## Start Page extract

Impact legacies are arising in the form of 'Paston Footprints', a major cultural, health and creative partnership programme with over 60 organisations (so far!), of which she is Co-Director. To date, this work has been funded by the NLHF, ESRC, Arts Council, Historic England and UEA. Winner of the Innovation and Impact 2022 award for Social and Cultural impact, see: Heritage Walks | Paston Footprints and This Is Paston: Welcome to the World of the Pastons

This interest in cross-cultural archive interactions has developed from her publications on heritage, health and place with the social geographer, Andrew Power, in her AHRC ‘Preserving Place’ project on mapping community archival practices. Research into the wellbeing effects of community heritage was inspired by her experience working with UEA’s landscape historians on the ‘All Our Stories’ AHRC Connected Communities project, having spent the previous decade in multiple community co-production projects (on figures such as John Lydgate, Julian of Norwich and William Cunningham). Karen was profiled in RCUK's Concordat for Public Engagment with Research.

## End Page extract

Required task A: Report every line of the records that contains the string "slide", treating case as significant.
The research profile and the records have no connection to each other.

## Start Raw records

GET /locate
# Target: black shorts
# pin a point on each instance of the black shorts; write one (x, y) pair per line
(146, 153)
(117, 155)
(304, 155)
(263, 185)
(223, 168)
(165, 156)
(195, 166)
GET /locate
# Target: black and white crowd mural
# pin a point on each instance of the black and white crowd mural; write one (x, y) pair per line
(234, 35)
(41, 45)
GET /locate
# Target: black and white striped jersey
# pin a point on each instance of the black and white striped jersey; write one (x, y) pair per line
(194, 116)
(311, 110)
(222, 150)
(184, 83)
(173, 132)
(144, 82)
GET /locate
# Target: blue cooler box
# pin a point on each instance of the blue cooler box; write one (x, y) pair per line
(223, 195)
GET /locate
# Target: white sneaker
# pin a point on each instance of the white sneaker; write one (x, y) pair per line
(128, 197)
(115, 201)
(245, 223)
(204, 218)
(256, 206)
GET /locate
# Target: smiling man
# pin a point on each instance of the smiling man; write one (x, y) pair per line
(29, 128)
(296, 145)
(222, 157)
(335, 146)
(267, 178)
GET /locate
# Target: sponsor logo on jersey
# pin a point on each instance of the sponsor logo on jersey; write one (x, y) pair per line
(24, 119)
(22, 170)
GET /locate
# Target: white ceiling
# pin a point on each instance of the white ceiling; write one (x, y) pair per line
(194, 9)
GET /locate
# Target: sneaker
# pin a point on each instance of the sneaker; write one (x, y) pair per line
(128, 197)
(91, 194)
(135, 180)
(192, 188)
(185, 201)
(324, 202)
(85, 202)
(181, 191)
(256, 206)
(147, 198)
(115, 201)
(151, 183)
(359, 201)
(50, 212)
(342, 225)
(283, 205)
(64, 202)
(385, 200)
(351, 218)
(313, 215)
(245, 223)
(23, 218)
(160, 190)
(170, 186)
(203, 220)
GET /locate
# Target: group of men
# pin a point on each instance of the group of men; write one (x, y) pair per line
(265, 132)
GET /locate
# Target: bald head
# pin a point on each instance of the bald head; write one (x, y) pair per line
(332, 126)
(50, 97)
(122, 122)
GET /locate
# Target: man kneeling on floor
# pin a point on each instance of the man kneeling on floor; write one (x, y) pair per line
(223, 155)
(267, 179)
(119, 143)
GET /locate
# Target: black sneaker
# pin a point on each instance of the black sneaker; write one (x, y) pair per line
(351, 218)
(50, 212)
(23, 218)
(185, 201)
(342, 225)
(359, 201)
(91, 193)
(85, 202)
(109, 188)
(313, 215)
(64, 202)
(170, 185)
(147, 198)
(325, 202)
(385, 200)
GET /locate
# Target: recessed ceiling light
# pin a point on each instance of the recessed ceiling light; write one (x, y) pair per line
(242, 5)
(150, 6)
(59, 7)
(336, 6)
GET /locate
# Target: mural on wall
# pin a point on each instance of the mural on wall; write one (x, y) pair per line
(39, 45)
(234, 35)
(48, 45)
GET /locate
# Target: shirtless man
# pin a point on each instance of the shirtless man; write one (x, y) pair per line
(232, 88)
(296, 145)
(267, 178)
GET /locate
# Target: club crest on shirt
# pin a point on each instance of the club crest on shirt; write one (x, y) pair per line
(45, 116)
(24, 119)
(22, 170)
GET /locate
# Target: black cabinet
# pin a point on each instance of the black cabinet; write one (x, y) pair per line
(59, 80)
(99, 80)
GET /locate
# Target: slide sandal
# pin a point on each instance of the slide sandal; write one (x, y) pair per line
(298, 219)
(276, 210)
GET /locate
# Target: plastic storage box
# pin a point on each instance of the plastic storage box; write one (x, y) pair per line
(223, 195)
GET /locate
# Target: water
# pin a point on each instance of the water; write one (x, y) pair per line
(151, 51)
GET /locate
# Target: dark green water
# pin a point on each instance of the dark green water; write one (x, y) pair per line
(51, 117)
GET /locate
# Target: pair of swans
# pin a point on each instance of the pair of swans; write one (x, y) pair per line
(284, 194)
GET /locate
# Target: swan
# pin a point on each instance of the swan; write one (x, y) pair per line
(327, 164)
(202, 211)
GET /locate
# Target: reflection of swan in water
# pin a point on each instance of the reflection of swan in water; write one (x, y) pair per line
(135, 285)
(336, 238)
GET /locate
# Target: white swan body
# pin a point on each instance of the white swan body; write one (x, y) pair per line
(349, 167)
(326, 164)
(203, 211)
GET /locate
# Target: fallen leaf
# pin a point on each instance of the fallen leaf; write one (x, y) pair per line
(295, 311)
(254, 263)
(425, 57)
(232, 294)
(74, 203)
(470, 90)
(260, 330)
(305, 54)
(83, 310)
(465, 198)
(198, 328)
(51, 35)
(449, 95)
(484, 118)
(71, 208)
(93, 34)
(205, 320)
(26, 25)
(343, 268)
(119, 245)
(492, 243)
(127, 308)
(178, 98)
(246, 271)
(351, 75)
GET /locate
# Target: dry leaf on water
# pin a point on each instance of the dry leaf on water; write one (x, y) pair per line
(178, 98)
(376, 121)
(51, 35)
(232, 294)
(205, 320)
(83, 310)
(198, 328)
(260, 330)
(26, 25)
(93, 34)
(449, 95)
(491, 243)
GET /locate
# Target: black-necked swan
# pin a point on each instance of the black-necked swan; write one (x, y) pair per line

## End Raw records

Required task B: Give the passage of the research profile from "This interest in" up to and including "Engagment with Research." again, swapping "social geographer" for "human geographer".

Reply A:
# Target: slide sandal
# pin a point on each instance of the slide sandal; write one (x, y) pair per line

Reply B:
This interest in cross-cultural archive interactions has developed from her publications on heritage, health and place with the human geographer, Andrew Power, in her AHRC ‘Preserving Place’ project on mapping community archival practices. Research into the wellbeing effects of community heritage was inspired by her experience working with UEA’s landscape historians on the ‘All Our Stories’ AHRC Connected Communities project, having spent the previous decade in multiple community co-production projects (on figures such as John Lydgate, Julian of Norwich and William Cunningham). Karen was profiled in RCUK's Concordat for Public Engagment with Research.